**DONNÉES**:
⟨

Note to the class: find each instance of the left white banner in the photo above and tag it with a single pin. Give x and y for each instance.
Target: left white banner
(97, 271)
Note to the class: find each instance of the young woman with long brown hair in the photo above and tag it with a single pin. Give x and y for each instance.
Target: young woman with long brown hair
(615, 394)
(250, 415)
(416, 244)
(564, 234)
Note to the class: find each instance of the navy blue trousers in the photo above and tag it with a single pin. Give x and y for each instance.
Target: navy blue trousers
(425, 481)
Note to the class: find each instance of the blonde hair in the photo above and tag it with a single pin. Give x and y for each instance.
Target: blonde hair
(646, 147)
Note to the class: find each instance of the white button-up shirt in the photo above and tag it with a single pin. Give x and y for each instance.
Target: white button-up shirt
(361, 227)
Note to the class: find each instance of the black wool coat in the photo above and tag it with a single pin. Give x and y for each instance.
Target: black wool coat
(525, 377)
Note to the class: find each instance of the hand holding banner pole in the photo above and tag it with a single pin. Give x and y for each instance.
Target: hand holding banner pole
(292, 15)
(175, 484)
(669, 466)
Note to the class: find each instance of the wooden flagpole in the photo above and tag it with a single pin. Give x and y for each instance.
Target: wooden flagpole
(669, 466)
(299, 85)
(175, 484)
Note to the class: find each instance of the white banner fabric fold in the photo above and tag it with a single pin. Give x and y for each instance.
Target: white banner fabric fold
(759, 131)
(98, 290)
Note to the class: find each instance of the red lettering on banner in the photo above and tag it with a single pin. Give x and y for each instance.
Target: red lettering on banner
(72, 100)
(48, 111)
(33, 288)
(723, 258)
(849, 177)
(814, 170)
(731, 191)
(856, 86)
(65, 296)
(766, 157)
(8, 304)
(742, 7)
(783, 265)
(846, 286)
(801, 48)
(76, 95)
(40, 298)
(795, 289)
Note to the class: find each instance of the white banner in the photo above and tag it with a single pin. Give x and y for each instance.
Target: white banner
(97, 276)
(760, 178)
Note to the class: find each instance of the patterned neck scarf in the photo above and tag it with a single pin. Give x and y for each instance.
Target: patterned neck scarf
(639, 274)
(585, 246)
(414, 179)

⟩

Reproduisez à l'identique toutes les lignes du matériel ci-dessus, du début à la fin.

Note to the class: find each instance of the left white banner in the photo above and tag it with a single pin. Give x and y for each instance.
Target: left white banner
(97, 271)
Note to the class: find each instance of the young woman with long brown hair in the photo above and tag it with a single pin. Give x and y for each instance.
Target: young woman with long brown hair
(615, 394)
(250, 415)
(416, 244)
(564, 234)
Note to the class: find each instance of the navy blue trousers in the photo above and tag it with a single pin. Give x and y for each instance.
Target: navy blue trousers
(425, 481)
Note to the class: find each instance of the blonde hair in the photo above and tag it with a single pin. Give x and y for each instance.
Target: blonde hair
(646, 147)
Note to the class: find each instance of the white button-up shirt in the photo above and tag it with a single pin. Give x and y for each instance.
Target: white button-up shirt
(361, 227)
Note to the class: find each instance of the black wool coat in the photo above and tag it with a single pin. Give x and y for each instance.
Target: black wool coat
(525, 377)
Note to the class: find each instance of the hand holding banner pole in the photo above and tag it with a single pin. Give x and y for each instance.
Target: hand holding banner pole
(292, 15)
(175, 484)
(669, 466)
Note to the class: find each instance of the wooden flagpole in the photo above and tag it with a single pin. Give x and y for each instance.
Target: wooden flagpole
(669, 466)
(299, 85)
(175, 484)
Note to the class: find each instance of the white banner fabric fold in the photo above and tag it with a single pin. Give x and y for each instance.
Target: white banner fabric fold
(759, 131)
(98, 290)
Note to the class: find each instance of the red lettering on banner in the photo above and tag it with a single pin. Give x and y for each instance.
Target: red lettering on banner
(72, 100)
(48, 111)
(33, 288)
(723, 258)
(849, 177)
(814, 170)
(731, 191)
(856, 86)
(65, 296)
(766, 157)
(8, 304)
(742, 7)
(783, 265)
(846, 286)
(801, 48)
(76, 95)
(40, 298)
(795, 289)
Note to the class: find each instance of the white banner in the photo above and tag it with a single pin. Give x and y for each instance.
Target: white banner
(97, 276)
(760, 178)
Note to the class: find each instance of the patterned neck scarf in the photo above and tag it with a single pin. Give x and y for each instance.
Target: patterned neck scarf
(639, 274)
(585, 246)
(414, 179)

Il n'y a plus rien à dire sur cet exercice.